----- Excerto escolhido -----

De facto, não se pode escolher, e verdadeiramente não é preciso escolher, porque essas duas formas de jornalismo não são a alternativa uma da outra, nem a cura uma da outra, nem o antídoto uma para a outra. Aliás, creio até que se alimentam mutuamente, e que o jornalismo de sarjeta, que também é um exercício de poder, não se pode justificar ou legitimar à luz de uma ideia de combate ao poder e aos seus mecanismos ínvios de controlo, incluindo através da comunicação social, porque contra aqueles mecanismos não vale tudo, e também porque quanto mais sarjeta, maior a tentação dos poderes para caminhos de contraponto. E, no meio disso, e como é costume, quem se lixa é o mexilhão, entalado entre o regabofe pornográfico do sensacionalismo, disfarçado de campeão da liberdade, e o respeitinho, o controlo e as meias-verdades de órgãos oficiosos dos vários poderes, disfarçados de arautos do bom senso.

----- Excertos dos dados -----

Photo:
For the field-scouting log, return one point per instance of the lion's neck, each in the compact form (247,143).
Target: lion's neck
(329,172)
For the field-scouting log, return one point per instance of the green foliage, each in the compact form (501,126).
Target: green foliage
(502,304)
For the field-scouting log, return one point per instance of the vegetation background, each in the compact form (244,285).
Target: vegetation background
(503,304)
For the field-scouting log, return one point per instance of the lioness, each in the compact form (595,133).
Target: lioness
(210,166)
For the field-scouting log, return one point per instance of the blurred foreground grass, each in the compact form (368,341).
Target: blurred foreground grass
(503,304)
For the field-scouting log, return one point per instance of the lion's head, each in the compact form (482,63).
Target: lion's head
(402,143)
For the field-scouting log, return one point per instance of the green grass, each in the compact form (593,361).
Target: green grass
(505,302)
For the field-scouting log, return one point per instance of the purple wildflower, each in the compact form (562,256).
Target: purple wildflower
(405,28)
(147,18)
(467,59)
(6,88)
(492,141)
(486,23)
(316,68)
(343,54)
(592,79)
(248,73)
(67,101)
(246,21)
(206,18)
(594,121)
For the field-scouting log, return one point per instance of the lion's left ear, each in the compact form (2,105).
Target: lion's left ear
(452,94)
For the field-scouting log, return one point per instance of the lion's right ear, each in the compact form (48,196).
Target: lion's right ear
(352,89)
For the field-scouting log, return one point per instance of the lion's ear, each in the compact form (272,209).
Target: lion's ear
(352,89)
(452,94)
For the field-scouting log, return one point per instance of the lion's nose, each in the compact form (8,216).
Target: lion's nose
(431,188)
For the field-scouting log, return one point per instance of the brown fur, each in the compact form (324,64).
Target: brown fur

-----

(Tarefa a fazer): Dá seguimento ao texto sobre o jornalismo de sarjeta e os órgãos oficiosos dos poderes, começando logo depois da última frase.

(Resultado da tarefa):
Entre um e outro, realmente, venha o Diabo e escolha. Mas creio que não virá, porque em matéria de comunicação social há outros perigos e temas, bem mais sub-reptícios do que a sarjeta ou o poder, com os quais o Diabo andará entretido a tecer a sua paciente e eficiente teia. Por exemplo, com os tratos de polé a que o frenesim diário por notícias, escândalos e maravilhas submete a presunção de inocência. E também com a erosão do exercício do contraditório, tragado pela rapidez e pela sofreguidão das notícias em primeira mão, e confundido com um “comente lá nuns minutinhos”. Ou também com a frequente falta de condições materiais (dos órgãos e dos indivíduos) para exercer a função jornalística, ou para fazer jornalismo de investigação, ou para aprofundar e procurar para lá do óbvio e da espuma. A liberdade e a qualidade custam dinheiro, senhores. E aqui e ali entreter-se-á o Diabo com questões de capitalização, de governance, de freios e contrapesos, de regulação, e muitos outros etcéteras. Isto quando lhe sobra tempo do delicioso espetáculo que é assistir ao faz-de-conta protagonizado por fontes desinteressadas e jornalistas objetivos. Sentados lado a lado, o Diabo e Molière riem muitas vezes a bom rir. E quando a peça é sobre processos judiciais, junta-se-lhes Shakespeare e quase caem os queixos aos três perante tanta comédia dos enganos.